--- BEGIN Recorded information ---

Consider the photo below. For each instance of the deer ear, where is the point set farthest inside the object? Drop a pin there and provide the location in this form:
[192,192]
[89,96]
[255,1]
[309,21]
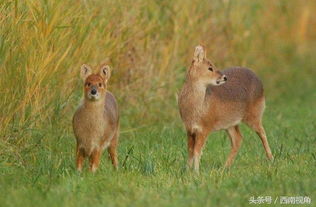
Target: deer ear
[85,71]
[199,54]
[105,72]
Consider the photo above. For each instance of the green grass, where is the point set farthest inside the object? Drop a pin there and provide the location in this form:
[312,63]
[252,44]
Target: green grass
[149,44]
[152,167]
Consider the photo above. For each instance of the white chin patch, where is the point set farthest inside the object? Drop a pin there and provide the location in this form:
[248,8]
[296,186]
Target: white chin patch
[93,97]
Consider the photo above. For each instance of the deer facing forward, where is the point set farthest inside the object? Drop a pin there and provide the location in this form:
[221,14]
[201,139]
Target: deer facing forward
[211,100]
[96,121]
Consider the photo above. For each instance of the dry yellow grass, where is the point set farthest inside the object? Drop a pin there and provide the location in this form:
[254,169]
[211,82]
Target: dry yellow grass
[148,43]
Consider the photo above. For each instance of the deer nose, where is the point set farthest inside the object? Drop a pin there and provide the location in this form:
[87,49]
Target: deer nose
[93,91]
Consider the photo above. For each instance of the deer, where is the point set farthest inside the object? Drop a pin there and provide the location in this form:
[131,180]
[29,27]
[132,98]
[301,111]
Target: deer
[96,120]
[211,100]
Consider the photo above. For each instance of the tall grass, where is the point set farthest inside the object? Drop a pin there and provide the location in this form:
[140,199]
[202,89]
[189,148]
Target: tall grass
[149,45]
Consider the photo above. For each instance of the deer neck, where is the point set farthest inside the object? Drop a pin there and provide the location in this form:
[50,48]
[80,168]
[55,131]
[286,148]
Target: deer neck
[197,90]
[94,106]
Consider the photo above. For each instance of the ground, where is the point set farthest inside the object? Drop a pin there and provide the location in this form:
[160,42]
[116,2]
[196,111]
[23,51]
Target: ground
[152,167]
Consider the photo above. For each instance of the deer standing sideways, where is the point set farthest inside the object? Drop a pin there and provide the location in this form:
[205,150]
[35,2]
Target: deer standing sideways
[211,100]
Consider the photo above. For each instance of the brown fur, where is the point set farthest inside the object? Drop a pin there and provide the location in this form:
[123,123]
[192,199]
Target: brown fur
[206,106]
[96,121]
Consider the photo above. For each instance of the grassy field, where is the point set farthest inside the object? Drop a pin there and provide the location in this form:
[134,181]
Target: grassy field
[149,45]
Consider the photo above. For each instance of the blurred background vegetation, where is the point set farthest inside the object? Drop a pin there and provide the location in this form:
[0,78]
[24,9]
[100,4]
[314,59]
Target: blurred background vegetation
[149,44]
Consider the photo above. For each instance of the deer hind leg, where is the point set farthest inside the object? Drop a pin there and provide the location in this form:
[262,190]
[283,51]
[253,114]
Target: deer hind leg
[112,150]
[199,143]
[254,122]
[258,128]
[95,159]
[191,142]
[236,140]
[80,155]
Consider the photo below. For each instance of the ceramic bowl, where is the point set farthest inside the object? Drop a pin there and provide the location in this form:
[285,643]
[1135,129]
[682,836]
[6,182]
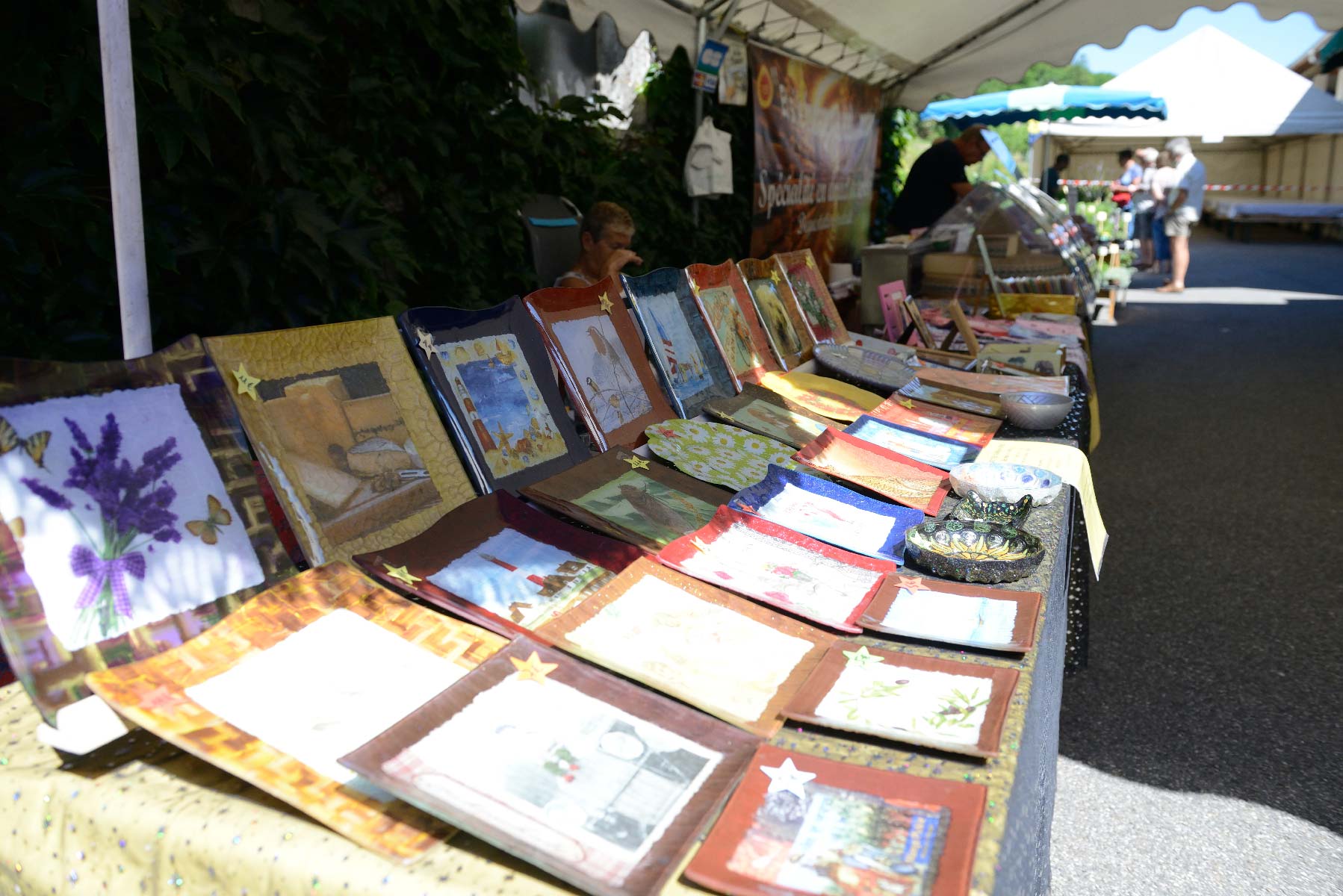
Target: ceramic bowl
[984,553]
[1036,410]
[1005,482]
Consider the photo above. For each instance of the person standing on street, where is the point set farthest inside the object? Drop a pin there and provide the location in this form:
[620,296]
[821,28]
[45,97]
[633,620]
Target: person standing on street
[1183,210]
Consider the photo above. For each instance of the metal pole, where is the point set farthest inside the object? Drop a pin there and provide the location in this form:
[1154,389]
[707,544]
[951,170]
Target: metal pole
[128,225]
[698,105]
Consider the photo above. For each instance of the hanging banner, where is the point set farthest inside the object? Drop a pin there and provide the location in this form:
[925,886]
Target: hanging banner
[816,151]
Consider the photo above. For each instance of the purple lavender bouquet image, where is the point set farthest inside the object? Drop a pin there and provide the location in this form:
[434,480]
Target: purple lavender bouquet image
[133,505]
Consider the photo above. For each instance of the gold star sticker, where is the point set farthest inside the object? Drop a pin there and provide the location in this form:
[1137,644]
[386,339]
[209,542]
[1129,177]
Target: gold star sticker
[426,341]
[533,669]
[402,573]
[246,382]
[861,657]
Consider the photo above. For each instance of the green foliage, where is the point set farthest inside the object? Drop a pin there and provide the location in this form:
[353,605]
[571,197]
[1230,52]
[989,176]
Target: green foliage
[312,163]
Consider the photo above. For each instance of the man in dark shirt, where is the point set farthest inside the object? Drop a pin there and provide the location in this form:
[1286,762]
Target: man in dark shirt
[937,180]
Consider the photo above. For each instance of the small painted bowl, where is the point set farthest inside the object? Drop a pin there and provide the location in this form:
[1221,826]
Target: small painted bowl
[1006,482]
[984,553]
[1036,410]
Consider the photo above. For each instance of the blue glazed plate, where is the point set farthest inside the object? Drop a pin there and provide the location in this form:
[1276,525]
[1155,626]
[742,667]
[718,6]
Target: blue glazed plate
[935,450]
[829,512]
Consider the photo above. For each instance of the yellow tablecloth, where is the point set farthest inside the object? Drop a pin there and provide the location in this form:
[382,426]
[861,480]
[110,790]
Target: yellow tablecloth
[173,824]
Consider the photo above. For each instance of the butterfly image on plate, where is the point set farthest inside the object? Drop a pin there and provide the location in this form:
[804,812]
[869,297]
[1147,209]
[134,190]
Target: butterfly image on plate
[35,445]
[208,528]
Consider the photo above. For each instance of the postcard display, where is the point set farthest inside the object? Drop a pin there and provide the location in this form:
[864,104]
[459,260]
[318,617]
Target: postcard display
[491,381]
[345,433]
[599,354]
[481,716]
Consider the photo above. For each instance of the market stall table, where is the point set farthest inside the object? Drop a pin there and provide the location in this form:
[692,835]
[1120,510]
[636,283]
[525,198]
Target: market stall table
[173,824]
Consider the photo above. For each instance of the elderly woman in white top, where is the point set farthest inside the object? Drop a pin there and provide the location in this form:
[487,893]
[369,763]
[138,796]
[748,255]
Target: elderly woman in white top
[1144,207]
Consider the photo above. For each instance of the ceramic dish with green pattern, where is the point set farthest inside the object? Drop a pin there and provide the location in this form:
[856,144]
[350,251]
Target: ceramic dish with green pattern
[718,453]
[984,553]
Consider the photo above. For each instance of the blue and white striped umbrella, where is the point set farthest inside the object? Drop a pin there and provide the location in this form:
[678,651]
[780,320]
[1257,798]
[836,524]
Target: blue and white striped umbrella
[1049,102]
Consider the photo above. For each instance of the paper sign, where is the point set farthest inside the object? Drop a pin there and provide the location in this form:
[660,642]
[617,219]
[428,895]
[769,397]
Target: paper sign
[1072,467]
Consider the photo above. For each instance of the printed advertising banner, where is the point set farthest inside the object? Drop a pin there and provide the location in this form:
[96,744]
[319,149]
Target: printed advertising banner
[816,134]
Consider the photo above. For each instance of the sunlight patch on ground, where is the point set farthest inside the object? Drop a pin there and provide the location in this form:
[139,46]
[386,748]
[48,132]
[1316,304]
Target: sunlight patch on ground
[1115,837]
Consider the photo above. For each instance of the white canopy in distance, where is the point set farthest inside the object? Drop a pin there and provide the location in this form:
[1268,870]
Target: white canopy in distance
[916,50]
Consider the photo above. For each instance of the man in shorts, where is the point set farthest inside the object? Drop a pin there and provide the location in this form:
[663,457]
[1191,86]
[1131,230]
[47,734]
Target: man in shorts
[1186,207]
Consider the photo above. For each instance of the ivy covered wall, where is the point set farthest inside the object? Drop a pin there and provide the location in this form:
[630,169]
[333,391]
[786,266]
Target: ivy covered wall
[313,163]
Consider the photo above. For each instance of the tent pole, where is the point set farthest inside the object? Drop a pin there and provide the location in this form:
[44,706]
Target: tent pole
[128,225]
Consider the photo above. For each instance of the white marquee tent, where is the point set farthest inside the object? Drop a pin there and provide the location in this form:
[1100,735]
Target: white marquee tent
[1253,121]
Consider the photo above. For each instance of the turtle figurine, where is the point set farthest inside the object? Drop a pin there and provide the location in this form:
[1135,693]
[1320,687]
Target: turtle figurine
[977,508]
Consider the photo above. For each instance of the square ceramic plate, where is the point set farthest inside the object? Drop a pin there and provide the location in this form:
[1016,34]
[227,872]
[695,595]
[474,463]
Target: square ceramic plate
[587,777]
[885,472]
[345,432]
[683,348]
[781,568]
[764,413]
[958,707]
[501,564]
[300,676]
[599,354]
[790,340]
[935,450]
[725,302]
[715,650]
[814,301]
[946,422]
[790,830]
[973,615]
[639,501]
[829,512]
[97,574]
[491,378]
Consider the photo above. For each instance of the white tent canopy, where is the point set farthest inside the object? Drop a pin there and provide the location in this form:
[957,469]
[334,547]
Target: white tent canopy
[914,49]
[1216,87]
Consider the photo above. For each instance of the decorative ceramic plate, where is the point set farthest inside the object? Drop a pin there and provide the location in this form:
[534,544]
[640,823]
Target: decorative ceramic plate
[872,370]
[766,413]
[716,453]
[927,702]
[777,566]
[888,473]
[946,422]
[594,780]
[822,395]
[501,564]
[927,449]
[296,679]
[725,302]
[829,512]
[1006,482]
[911,606]
[793,828]
[598,349]
[986,553]
[680,343]
[778,309]
[809,287]
[491,378]
[634,499]
[131,519]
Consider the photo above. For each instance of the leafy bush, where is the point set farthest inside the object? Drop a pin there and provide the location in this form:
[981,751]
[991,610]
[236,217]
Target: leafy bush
[314,163]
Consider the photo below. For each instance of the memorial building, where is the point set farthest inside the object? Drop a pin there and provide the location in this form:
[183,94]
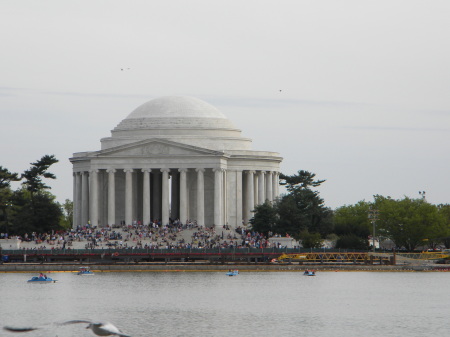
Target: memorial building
[173,158]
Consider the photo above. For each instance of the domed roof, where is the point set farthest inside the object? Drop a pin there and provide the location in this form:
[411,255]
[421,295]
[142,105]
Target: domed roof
[185,120]
[176,107]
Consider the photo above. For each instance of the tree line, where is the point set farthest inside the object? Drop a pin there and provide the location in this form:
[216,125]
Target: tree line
[31,207]
[302,213]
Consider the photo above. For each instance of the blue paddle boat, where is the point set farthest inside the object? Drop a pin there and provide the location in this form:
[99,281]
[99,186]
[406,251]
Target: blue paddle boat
[41,279]
[84,271]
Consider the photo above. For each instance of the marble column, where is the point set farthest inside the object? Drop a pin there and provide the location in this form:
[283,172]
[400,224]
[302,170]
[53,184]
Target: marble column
[146,197]
[128,196]
[249,196]
[255,189]
[175,195]
[183,195]
[276,185]
[269,194]
[77,200]
[156,195]
[200,196]
[238,193]
[261,188]
[93,197]
[218,176]
[165,197]
[84,198]
[111,196]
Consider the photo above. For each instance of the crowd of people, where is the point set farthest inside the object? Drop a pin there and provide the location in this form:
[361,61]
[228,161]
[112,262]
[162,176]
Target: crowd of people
[176,235]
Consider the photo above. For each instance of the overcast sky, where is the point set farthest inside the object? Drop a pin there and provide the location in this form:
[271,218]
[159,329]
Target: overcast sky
[365,85]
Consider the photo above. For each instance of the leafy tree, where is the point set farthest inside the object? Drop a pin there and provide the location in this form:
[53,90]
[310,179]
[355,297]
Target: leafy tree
[302,208]
[265,218]
[6,177]
[67,219]
[33,208]
[33,176]
[43,215]
[409,222]
[352,241]
[444,211]
[353,219]
[301,180]
[311,240]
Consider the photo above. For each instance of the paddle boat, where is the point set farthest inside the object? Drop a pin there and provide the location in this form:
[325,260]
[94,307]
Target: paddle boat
[309,273]
[84,271]
[41,279]
[233,272]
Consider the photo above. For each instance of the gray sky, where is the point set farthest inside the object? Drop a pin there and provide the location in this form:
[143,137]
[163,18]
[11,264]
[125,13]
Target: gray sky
[364,99]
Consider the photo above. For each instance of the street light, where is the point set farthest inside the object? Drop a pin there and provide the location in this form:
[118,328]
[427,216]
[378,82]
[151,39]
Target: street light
[373,217]
[422,193]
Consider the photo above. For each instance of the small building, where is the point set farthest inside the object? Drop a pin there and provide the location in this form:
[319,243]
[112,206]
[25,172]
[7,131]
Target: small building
[173,158]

--- END Recorded information ---

### Short task
Write out exactly the lines starting with the one that holds "Consider the photo above. For each instance of the crowd" and running through the last line above.

### Answer for this exercise
Consider the photo above. For each instance of the crowd of people, where is the point set farthest inside the object? Drop a pin there and provide the location in this form:
[361,61]
[228,161]
[112,262]
[162,176]
Target: crowd of people
[176,235]
Consider the photo above. For each instance of the overcast sky, where is the point set farthest inside the object? Drop a pin there and provide the location in this form:
[271,218]
[159,329]
Target: overcast sky
[365,85]
Consider the photo above. For each instance of the leafy tree, where is the point set farthest inside the object? Drop a pin there and provide the location in this form:
[53,90]
[310,179]
[355,297]
Target: leafy tree
[302,208]
[265,218]
[6,177]
[67,219]
[33,208]
[33,176]
[43,215]
[409,222]
[352,241]
[444,211]
[353,219]
[301,180]
[311,240]
Consider the photo above. For each instance of the paddle boat, where is the point set farthest inside the object? Drop a pin there and provide the location in this form:
[325,260]
[94,307]
Target: paddle boat
[309,273]
[84,271]
[41,279]
[233,272]
Consider the photo above. For each instance of the gray sky, where is the point set farthest inside the object? Drop a pin there and provide the location in this form:
[143,137]
[163,18]
[11,264]
[125,13]
Target: gray sky
[364,99]
Consider the photo above. For each instance of the street light, where is the point set farthest inside the object? Drop a pin there and provide the location in this form:
[118,328]
[427,216]
[378,82]
[151,39]
Target: street light
[373,217]
[422,193]
Consider the photo above. For each instance of the small building, where is the point set farthest inside the object? Drop a pin there and provide the location in this form:
[319,243]
[112,206]
[25,172]
[7,131]
Target: small building
[173,158]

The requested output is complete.